Stated goal |
Write out all the data again, exactly as it stands.

__________________________________________________

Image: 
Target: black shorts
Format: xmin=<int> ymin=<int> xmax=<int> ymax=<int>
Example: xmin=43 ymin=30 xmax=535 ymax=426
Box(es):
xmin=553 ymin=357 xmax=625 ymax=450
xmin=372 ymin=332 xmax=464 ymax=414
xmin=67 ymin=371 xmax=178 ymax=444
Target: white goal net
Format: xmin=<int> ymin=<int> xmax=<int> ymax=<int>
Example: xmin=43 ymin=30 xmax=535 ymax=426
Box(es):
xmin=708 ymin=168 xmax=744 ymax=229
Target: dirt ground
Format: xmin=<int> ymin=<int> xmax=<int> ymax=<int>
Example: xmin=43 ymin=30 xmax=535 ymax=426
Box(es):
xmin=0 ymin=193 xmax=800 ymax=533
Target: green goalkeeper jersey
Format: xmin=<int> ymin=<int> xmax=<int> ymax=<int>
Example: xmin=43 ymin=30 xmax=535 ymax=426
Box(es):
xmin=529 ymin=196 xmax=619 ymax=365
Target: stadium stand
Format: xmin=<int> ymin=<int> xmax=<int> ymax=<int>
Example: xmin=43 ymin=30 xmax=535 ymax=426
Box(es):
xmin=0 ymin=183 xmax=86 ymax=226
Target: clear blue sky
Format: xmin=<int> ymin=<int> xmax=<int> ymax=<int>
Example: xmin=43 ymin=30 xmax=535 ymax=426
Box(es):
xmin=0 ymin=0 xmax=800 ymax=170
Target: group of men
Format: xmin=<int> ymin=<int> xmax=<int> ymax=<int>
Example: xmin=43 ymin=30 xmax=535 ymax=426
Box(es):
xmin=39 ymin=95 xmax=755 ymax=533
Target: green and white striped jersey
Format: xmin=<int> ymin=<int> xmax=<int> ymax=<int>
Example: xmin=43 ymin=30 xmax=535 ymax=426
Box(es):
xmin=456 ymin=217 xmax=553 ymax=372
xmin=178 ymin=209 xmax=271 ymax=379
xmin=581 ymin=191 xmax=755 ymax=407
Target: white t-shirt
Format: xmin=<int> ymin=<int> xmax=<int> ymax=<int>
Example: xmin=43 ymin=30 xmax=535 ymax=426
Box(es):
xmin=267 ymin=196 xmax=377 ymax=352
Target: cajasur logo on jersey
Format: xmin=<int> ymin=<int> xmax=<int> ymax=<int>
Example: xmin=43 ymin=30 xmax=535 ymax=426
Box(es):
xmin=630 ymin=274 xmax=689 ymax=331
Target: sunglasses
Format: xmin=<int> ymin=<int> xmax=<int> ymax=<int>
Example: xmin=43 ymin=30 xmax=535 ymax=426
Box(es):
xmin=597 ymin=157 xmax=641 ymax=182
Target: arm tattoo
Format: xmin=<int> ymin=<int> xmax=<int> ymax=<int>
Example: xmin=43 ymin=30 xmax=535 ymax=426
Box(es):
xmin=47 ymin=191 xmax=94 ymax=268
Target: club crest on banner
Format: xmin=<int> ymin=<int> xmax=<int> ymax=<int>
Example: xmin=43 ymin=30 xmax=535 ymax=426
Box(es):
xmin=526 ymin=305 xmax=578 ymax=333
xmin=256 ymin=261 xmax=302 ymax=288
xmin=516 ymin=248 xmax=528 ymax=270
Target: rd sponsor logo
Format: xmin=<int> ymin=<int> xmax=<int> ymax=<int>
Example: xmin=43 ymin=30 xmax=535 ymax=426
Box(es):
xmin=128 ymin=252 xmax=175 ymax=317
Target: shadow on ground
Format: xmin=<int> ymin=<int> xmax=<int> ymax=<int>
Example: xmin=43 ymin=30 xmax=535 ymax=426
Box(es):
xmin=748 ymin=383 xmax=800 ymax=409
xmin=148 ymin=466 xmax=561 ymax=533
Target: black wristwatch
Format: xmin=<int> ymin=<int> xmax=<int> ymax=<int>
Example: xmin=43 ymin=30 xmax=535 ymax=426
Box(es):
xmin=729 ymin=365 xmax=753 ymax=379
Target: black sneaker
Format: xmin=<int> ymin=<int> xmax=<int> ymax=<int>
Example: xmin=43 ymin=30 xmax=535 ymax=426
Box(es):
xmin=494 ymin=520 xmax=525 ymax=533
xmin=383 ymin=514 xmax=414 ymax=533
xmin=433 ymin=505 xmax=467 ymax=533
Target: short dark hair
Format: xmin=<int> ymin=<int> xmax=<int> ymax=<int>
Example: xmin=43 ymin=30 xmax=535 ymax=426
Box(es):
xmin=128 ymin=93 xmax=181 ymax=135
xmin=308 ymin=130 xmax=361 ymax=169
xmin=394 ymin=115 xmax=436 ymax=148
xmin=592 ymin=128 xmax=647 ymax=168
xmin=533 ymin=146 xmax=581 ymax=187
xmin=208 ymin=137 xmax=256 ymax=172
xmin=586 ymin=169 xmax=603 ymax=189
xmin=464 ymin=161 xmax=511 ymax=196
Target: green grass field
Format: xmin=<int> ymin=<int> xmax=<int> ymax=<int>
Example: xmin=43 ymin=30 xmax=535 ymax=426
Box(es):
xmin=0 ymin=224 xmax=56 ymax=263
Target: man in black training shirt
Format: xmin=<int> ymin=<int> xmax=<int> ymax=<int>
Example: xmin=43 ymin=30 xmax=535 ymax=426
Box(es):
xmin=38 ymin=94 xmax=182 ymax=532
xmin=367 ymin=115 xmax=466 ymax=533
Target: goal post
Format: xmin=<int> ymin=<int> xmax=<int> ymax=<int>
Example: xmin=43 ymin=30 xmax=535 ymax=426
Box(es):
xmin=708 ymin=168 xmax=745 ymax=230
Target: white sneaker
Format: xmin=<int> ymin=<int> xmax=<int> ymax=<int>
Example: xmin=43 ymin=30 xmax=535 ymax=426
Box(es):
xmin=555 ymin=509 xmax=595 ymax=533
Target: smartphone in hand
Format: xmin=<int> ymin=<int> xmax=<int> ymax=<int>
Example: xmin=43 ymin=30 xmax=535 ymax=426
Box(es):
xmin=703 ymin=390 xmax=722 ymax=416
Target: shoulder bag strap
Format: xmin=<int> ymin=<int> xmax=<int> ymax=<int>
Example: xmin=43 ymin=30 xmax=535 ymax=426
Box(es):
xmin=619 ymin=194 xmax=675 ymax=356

__________________________________________________

Correct result |
Image: 
Target: black shorts
Format: xmin=<int> ymin=<int> xmax=<int> ymax=<int>
Example: xmin=43 ymin=30 xmax=535 ymax=426
Box(es):
xmin=553 ymin=357 xmax=625 ymax=450
xmin=372 ymin=332 xmax=464 ymax=414
xmin=67 ymin=371 xmax=178 ymax=444
Target: white goal net
Format: xmin=<int> ymin=<int> xmax=<int> ymax=<int>
Example: xmin=43 ymin=30 xmax=535 ymax=426
Box(es):
xmin=708 ymin=168 xmax=744 ymax=229
Target: dirt ground
Format: xmin=<int> ymin=<int> xmax=<int> ymax=<int>
Example: xmin=43 ymin=30 xmax=535 ymax=426
Box(es):
xmin=0 ymin=193 xmax=800 ymax=533
Target: green goalkeeper jersey
Format: xmin=<int> ymin=<int> xmax=<int> ymax=<int>
Example: xmin=43 ymin=30 xmax=535 ymax=426
Box(es):
xmin=529 ymin=196 xmax=619 ymax=365
Target: stadium stand
Format: xmin=<int> ymin=<int> xmax=<int> ymax=<int>
Example: xmin=43 ymin=30 xmax=535 ymax=426
Box(es):
xmin=0 ymin=183 xmax=86 ymax=226
Target: clear blue sky
Format: xmin=<int> ymin=<int> xmax=<int> ymax=<int>
Example: xmin=43 ymin=30 xmax=535 ymax=426
Box(es):
xmin=0 ymin=0 xmax=800 ymax=170
Target: group of men
Format: xmin=<int> ymin=<int> xmax=<int> ymax=<int>
Example: xmin=43 ymin=30 xmax=535 ymax=426
Box(es):
xmin=39 ymin=95 xmax=755 ymax=533
Target: green and white striped jersey
Format: xmin=<int> ymin=<int> xmax=<int> ymax=<int>
Example: xmin=43 ymin=30 xmax=535 ymax=426
Box(es):
xmin=456 ymin=217 xmax=553 ymax=372
xmin=178 ymin=209 xmax=271 ymax=379
xmin=581 ymin=191 xmax=755 ymax=407
Target: white t-shirt
Format: xmin=<int> ymin=<int> xmax=<int> ymax=<int>
Example: xmin=43 ymin=30 xmax=535 ymax=426
Box(es):
xmin=267 ymin=196 xmax=377 ymax=352
Target: cajasur logo on jersey
Format: xmin=<int> ymin=<int> xmax=<int> ymax=<int>
Example: xmin=43 ymin=30 xmax=535 ymax=426
Box(es):
xmin=630 ymin=274 xmax=689 ymax=331
Target: sunglasses
Format: xmin=<int> ymin=<int> xmax=<int> ymax=<int>
Example: xmin=43 ymin=30 xmax=535 ymax=426
Box(es):
xmin=597 ymin=157 xmax=641 ymax=182
Target: arm tattoo
Format: xmin=<int> ymin=<int> xmax=<int> ymax=<int>
Example: xmin=43 ymin=30 xmax=535 ymax=426
Box(es):
xmin=47 ymin=191 xmax=94 ymax=268
Target: club crest on banner
Format: xmin=<int> ymin=<int> xmax=<int> ymax=<int>
Example: xmin=43 ymin=30 xmax=535 ymax=426
Box(es):
xmin=526 ymin=305 xmax=578 ymax=333
xmin=256 ymin=261 xmax=302 ymax=288
xmin=516 ymin=248 xmax=528 ymax=270
Target: rd sponsor logo
Format: xmin=<int> ymin=<int> xmax=<int> ymax=<int>
Example: xmin=43 ymin=30 xmax=535 ymax=426
Box(es):
xmin=128 ymin=252 xmax=175 ymax=317
Target: shadow on ground
Format: xmin=<int> ymin=<int> xmax=<int> ymax=<int>
Example: xmin=43 ymin=30 xmax=535 ymax=426
Box(es):
xmin=748 ymin=383 xmax=800 ymax=409
xmin=148 ymin=466 xmax=561 ymax=533
Target: black wristwatch
Format: xmin=<int> ymin=<int> xmax=<int> ymax=<int>
Example: xmin=43 ymin=30 xmax=535 ymax=426
Box(es):
xmin=729 ymin=365 xmax=753 ymax=379
Target: black sneaker
Format: xmin=<int> ymin=<int> xmax=<int> ymax=<int>
Example: xmin=43 ymin=30 xmax=535 ymax=426
Box(es):
xmin=494 ymin=520 xmax=525 ymax=533
xmin=383 ymin=514 xmax=414 ymax=533
xmin=433 ymin=505 xmax=467 ymax=533
Target: short dark hair
Format: xmin=<int> ymin=<int> xmax=<int> ymax=<int>
Example: xmin=43 ymin=30 xmax=535 ymax=426
Box(es):
xmin=128 ymin=93 xmax=181 ymax=135
xmin=308 ymin=130 xmax=361 ymax=169
xmin=394 ymin=115 xmax=436 ymax=148
xmin=592 ymin=128 xmax=647 ymax=168
xmin=533 ymin=146 xmax=581 ymax=187
xmin=208 ymin=137 xmax=256 ymax=172
xmin=586 ymin=169 xmax=603 ymax=189
xmin=464 ymin=161 xmax=511 ymax=196
Target: green grass field
Format: xmin=<int> ymin=<int> xmax=<int> ymax=<int>
Example: xmin=43 ymin=30 xmax=535 ymax=426
Box(es):
xmin=0 ymin=224 xmax=56 ymax=263
Target: man in black training shirt
Format: xmin=<int> ymin=<int> xmax=<int> ymax=<int>
Example: xmin=43 ymin=30 xmax=535 ymax=426
Box(es):
xmin=38 ymin=94 xmax=182 ymax=532
xmin=367 ymin=115 xmax=466 ymax=533
Target: goal post
Format: xmin=<int> ymin=<int> xmax=<int> ymax=<int>
Example: xmin=43 ymin=30 xmax=535 ymax=426
Box(es):
xmin=708 ymin=168 xmax=745 ymax=230
Target: white sneaker
Format: xmin=<int> ymin=<int> xmax=<int> ymax=<int>
Example: xmin=43 ymin=30 xmax=535 ymax=426
Box(es):
xmin=555 ymin=509 xmax=595 ymax=533
Target: smartphone in hand
Format: xmin=<int> ymin=<int> xmax=<int> ymax=<int>
Example: xmin=43 ymin=30 xmax=535 ymax=426
Box(es):
xmin=703 ymin=390 xmax=722 ymax=416
Target: shoulder bag strap
Format: xmin=<int> ymin=<int> xmax=<int> ymax=<int>
Example: xmin=43 ymin=30 xmax=535 ymax=426
Box(es):
xmin=619 ymin=194 xmax=675 ymax=356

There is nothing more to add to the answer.